▶ **Task goal**
Reproduce only this part of the listing: the line with "point: red car", plus every line after it through the last.

Excerpts of pointing data:
########################################

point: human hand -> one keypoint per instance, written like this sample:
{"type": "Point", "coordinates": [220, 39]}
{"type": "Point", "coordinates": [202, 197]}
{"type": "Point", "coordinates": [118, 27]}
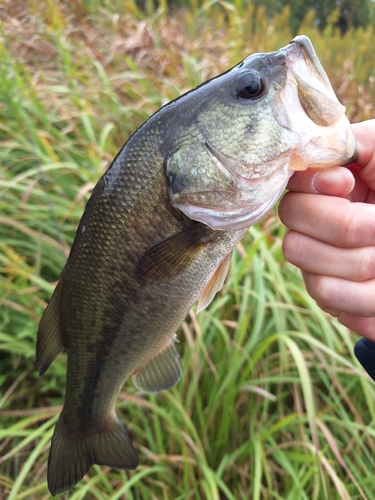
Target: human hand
{"type": "Point", "coordinates": [332, 238]}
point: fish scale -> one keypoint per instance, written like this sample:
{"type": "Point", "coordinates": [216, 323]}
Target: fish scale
{"type": "Point", "coordinates": [158, 232]}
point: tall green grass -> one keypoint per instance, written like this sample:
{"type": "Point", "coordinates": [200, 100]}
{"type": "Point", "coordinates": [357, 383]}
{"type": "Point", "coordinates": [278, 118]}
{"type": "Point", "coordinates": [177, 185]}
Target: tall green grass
{"type": "Point", "coordinates": [272, 404]}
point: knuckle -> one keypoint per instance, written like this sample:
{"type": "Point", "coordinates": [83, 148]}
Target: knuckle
{"type": "Point", "coordinates": [367, 263]}
{"type": "Point", "coordinates": [350, 229]}
{"type": "Point", "coordinates": [319, 289]}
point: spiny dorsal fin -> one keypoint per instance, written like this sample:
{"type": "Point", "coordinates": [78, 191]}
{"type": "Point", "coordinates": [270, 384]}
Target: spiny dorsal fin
{"type": "Point", "coordinates": [160, 372]}
{"type": "Point", "coordinates": [73, 452]}
{"type": "Point", "coordinates": [167, 258]}
{"type": "Point", "coordinates": [49, 341]}
{"type": "Point", "coordinates": [215, 284]}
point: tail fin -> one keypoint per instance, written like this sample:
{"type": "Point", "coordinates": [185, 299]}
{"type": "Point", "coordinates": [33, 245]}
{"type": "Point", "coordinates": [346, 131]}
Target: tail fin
{"type": "Point", "coordinates": [72, 454]}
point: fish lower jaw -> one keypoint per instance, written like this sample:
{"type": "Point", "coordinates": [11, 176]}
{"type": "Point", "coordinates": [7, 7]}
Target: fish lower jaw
{"type": "Point", "coordinates": [237, 219]}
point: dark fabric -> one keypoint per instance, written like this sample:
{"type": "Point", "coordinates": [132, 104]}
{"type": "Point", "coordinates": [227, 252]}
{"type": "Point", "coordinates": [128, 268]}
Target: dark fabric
{"type": "Point", "coordinates": [365, 352]}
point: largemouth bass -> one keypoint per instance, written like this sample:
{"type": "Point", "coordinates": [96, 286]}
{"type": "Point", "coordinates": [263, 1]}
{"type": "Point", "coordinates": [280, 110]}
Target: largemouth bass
{"type": "Point", "coordinates": [158, 232]}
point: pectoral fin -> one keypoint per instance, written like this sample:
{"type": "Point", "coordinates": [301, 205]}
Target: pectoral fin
{"type": "Point", "coordinates": [49, 341]}
{"type": "Point", "coordinates": [167, 258]}
{"type": "Point", "coordinates": [215, 284]}
{"type": "Point", "coordinates": [160, 372]}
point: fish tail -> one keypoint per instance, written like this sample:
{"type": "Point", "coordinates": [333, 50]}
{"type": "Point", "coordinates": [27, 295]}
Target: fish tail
{"type": "Point", "coordinates": [73, 452]}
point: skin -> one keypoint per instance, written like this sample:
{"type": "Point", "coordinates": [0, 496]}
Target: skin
{"type": "Point", "coordinates": [331, 238]}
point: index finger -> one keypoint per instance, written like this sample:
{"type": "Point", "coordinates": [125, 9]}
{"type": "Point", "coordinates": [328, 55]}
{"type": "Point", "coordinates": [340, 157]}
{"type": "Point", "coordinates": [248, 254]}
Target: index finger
{"type": "Point", "coordinates": [339, 181]}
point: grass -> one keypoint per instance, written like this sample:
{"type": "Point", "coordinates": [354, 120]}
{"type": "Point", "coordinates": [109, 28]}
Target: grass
{"type": "Point", "coordinates": [272, 403]}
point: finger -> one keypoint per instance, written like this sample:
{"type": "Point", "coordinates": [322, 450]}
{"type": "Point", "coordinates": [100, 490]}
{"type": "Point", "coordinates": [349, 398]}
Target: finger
{"type": "Point", "coordinates": [337, 181]}
{"type": "Point", "coordinates": [342, 295]}
{"type": "Point", "coordinates": [330, 219]}
{"type": "Point", "coordinates": [317, 257]}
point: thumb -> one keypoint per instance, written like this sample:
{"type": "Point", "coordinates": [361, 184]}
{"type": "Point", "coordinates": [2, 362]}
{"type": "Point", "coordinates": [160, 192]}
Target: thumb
{"type": "Point", "coordinates": [364, 133]}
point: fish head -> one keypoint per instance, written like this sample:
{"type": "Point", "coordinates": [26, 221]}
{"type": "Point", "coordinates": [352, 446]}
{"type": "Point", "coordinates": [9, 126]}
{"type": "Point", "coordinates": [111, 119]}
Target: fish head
{"type": "Point", "coordinates": [240, 136]}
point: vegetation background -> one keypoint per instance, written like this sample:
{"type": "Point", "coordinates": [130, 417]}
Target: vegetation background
{"type": "Point", "coordinates": [272, 403]}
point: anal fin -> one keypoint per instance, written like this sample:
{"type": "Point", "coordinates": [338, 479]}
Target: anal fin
{"type": "Point", "coordinates": [160, 372]}
{"type": "Point", "coordinates": [215, 284]}
{"type": "Point", "coordinates": [49, 341]}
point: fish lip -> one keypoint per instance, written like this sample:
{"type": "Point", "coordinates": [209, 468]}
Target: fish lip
{"type": "Point", "coordinates": [308, 49]}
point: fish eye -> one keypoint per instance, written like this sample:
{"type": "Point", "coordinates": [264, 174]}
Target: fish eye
{"type": "Point", "coordinates": [250, 85]}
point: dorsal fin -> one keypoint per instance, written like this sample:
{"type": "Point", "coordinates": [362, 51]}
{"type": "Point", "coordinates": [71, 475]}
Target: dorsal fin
{"type": "Point", "coordinates": [160, 372]}
{"type": "Point", "coordinates": [49, 340]}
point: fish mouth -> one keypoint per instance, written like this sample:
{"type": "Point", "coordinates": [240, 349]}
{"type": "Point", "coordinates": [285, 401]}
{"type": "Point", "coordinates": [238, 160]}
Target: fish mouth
{"type": "Point", "coordinates": [251, 198]}
{"type": "Point", "coordinates": [308, 106]}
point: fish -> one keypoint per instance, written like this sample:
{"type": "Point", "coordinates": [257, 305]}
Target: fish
{"type": "Point", "coordinates": [158, 232]}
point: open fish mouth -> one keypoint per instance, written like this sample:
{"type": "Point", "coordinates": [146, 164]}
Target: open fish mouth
{"type": "Point", "coordinates": [327, 129]}
{"type": "Point", "coordinates": [290, 119]}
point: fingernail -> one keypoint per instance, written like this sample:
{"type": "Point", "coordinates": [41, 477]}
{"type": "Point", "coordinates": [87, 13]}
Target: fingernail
{"type": "Point", "coordinates": [338, 181]}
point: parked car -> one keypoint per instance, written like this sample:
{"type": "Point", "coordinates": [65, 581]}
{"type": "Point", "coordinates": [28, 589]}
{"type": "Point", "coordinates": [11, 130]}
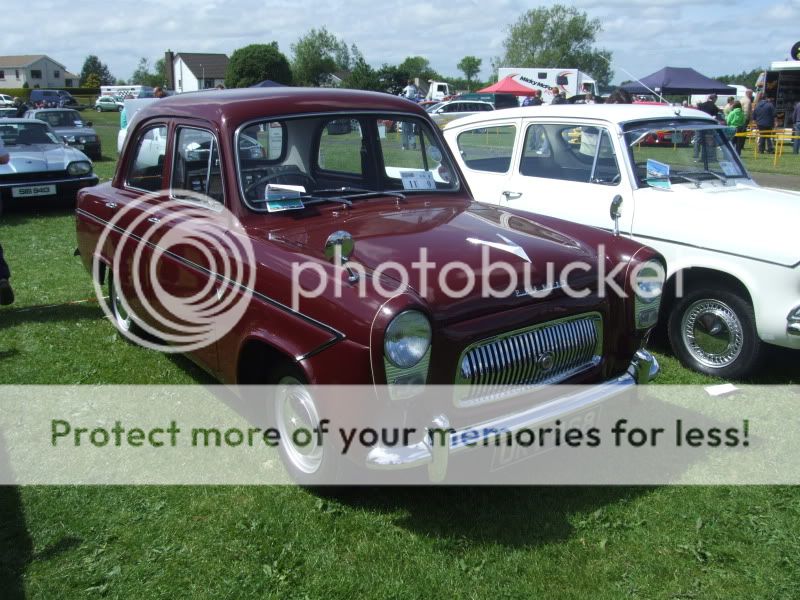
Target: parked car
{"type": "Point", "coordinates": [445, 112]}
{"type": "Point", "coordinates": [41, 166]}
{"type": "Point", "coordinates": [730, 242]}
{"type": "Point", "coordinates": [108, 104]}
{"type": "Point", "coordinates": [68, 124]}
{"type": "Point", "coordinates": [358, 203]}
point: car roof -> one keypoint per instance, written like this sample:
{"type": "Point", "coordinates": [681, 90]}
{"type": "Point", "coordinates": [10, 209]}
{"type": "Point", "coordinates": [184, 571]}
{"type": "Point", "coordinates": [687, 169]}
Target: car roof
{"type": "Point", "coordinates": [613, 113]}
{"type": "Point", "coordinates": [238, 105]}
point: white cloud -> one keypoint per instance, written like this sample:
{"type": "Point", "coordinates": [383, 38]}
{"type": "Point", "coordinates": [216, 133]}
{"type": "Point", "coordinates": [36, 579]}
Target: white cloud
{"type": "Point", "coordinates": [644, 35]}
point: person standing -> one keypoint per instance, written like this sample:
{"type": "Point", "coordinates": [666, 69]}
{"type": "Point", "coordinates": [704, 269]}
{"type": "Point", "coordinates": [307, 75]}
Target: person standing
{"type": "Point", "coordinates": [796, 128]}
{"type": "Point", "coordinates": [764, 116]}
{"type": "Point", "coordinates": [6, 292]}
{"type": "Point", "coordinates": [747, 106]}
{"type": "Point", "coordinates": [410, 91]}
{"type": "Point", "coordinates": [736, 120]}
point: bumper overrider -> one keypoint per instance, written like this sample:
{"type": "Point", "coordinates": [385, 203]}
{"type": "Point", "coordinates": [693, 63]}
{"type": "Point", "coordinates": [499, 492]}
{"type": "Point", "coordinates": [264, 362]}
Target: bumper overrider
{"type": "Point", "coordinates": [435, 452]}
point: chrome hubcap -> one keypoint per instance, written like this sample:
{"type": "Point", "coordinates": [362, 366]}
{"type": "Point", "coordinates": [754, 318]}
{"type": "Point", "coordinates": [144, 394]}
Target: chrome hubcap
{"type": "Point", "coordinates": [297, 418]}
{"type": "Point", "coordinates": [712, 332]}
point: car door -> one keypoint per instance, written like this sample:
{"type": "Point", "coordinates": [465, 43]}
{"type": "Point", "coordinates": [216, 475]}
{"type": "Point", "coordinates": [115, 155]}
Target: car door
{"type": "Point", "coordinates": [571, 170]}
{"type": "Point", "coordinates": [486, 154]}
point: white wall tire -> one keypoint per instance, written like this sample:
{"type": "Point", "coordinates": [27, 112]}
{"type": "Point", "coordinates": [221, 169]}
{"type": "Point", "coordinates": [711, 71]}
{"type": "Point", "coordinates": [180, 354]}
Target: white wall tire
{"type": "Point", "coordinates": [714, 332]}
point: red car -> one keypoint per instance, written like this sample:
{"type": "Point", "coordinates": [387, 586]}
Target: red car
{"type": "Point", "coordinates": [277, 235]}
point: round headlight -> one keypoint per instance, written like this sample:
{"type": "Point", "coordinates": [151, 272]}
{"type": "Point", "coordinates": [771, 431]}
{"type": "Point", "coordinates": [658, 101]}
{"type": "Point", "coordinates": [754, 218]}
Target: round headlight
{"type": "Point", "coordinates": [407, 339]}
{"type": "Point", "coordinates": [80, 167]}
{"type": "Point", "coordinates": [648, 284]}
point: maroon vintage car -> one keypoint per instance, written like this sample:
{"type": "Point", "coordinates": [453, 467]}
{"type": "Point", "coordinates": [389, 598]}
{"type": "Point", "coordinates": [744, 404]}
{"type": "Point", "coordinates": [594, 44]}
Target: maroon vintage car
{"type": "Point", "coordinates": [298, 209]}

########################################

▶ **Written answer**
point: red car -> one keypoint per instance, written like this sample:
{"type": "Point", "coordinates": [387, 586]}
Target: red car
{"type": "Point", "coordinates": [277, 235]}
point: round headlight -> one keypoint per instance, written like this sample:
{"type": "Point", "coordinates": [151, 272]}
{"type": "Point", "coordinates": [771, 431]}
{"type": "Point", "coordinates": [658, 101]}
{"type": "Point", "coordinates": [754, 218]}
Target: round headlight
{"type": "Point", "coordinates": [407, 339]}
{"type": "Point", "coordinates": [80, 167]}
{"type": "Point", "coordinates": [648, 284]}
point: maroon vintage car -> one keypoint per instance, written like this sample:
{"type": "Point", "coordinates": [453, 467]}
{"type": "Point", "coordinates": [389, 598]}
{"type": "Point", "coordinates": [744, 404]}
{"type": "Point", "coordinates": [594, 44]}
Target: maroon vintage car
{"type": "Point", "coordinates": [298, 209]}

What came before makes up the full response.